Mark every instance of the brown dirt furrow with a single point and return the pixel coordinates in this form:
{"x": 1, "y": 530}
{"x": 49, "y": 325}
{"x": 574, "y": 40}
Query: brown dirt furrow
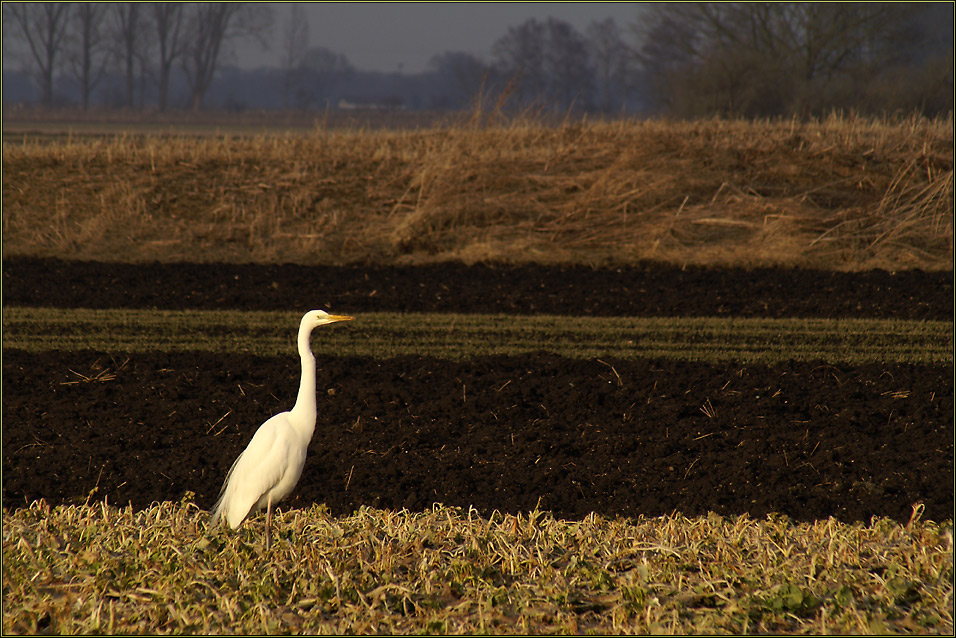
{"x": 645, "y": 290}
{"x": 808, "y": 440}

───

**Exercise description:** Copy every line of the records above word for word. Leave the pictures out of your answer.

**Solution to the exercise:**
Mark every instance of the brown dirt furrow with a single point and return the pixel coordinates in this form:
{"x": 1, "y": 530}
{"x": 49, "y": 325}
{"x": 574, "y": 40}
Query: brown dirt furrow
{"x": 645, "y": 290}
{"x": 808, "y": 440}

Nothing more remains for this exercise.